[Tasks and exercises]
**1)** Return, word for word, the part of the pipelines documentation that opens with the words containing "version = client.create_pipeline_version(pipeline.pipeline_id)" and closes with "in a pipeline.".
**2)** Answer these questions from the pipelines documentation:
(a) What value is given for "mode" in the convert step of the basic usage example?
(b) What type is listed for the eval_rubric_id field?
(c) What format is shown for a pipeline_id?
**3)** List every client method called in the Basic Usage example of the pipelines documentation.

[Excerpt provided]
--- start ---

Pipelines

Overview

Pipelines chain processors (convert, extract, segment, custom) into reusable, versioned configurations. See Pipeline Overview for concepts.

Basic Usage

from datalab_sdk import DatalabClient, PipelineProcessor

client = DatalabClient()

# Create a pipeline
pipeline = client.create_pipeline(steps=[
    PipelineProcessor(type="convert", settings={"mode": "balanced"}),
    PipelineProcessor(type="extract", settings={
        "page_schema": {
            "type": "object",
            "properties": {
                "title": {"type": "string"},
                "date": {"type": "string"}
            }
        }
    })
])

# Save and publish
pipeline = client.save_pipeline(pipeline.pipeline_id, name="My Pipeline")
version = client.create_pipeline_version(pipeline.pipeline_id)

# Run
execution = client.run_pipeline(pipeline.pipeline_id, file_path="doc.pdf")
execution = client.get_pipeline_execution(execution.execution_id, max_polls=300)

# Get results
result = client.get_step_result(execution.execution_id, step_index=1)

Models

PipelineProcessor

Defines a single processor in a pipeline.

from datalab_sdk import PipelineProcessor

step = PipelineProcessor(
    type="extract",                      # Step type
    settings={"page_schema": {...}},     # Step-specific config
    custom_processor_id="cp_abc123",     # For custom steps
    eval_rubric_id=42,                   # Optional eval rubric
)

Field	Type	Required	Description
`type`	str	Yes	`"convert"`, `"extract"`, `"segment"`, or `"custom"`
`settings`	dict	Yes	Step-specific configuration
`custom_processor_id`	str	No	Custom processor ID for `"custom"` steps
`eval_rubric_id`	int	No	Evaluation rubric to apply

PipelineConfig

Returned by pipeline CRUD methods.

Field	Type	Description
`pipeline_id`	str	Unique ID (`pl_XXXXX`)
`steps`	list	Ordered list of step definitions
`name`	str	Pipeline name (set via `save_pipeline`)

--- end ---

[Supplied material]
--- start ---

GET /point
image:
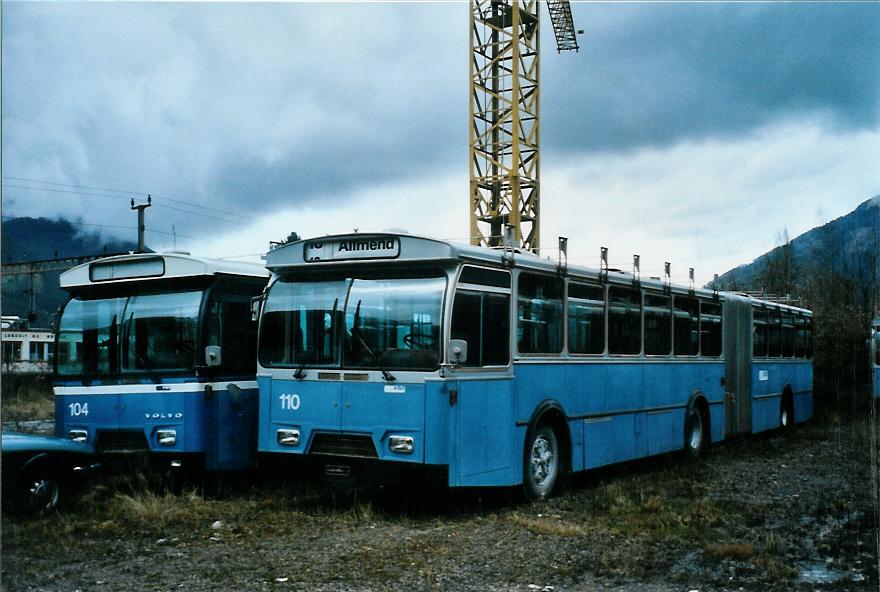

--- end ---

[Expected results]
**1)**
version = client.create_pipeline_version(pipeline.pipeline_id)

# Run
execution = client.run_pipeline(pipeline.pipeline_id, file_path="doc.pdf")
execution = client.get_pipeline_execution(execution.execution_id, max_polls=300)

# Get results
result = client.get_step_result(execution.execution_id, step_index=1)

Models

PipelineProcessor

Defines a single processor in a pipeline.

**2)**
(a) "balanced"
(b) int
(c) pl_XXXXX

**3)**
create_pipeline
save_pipeline
create_pipeline_version
run_pipeline
get_pipeline_execution
get_step_result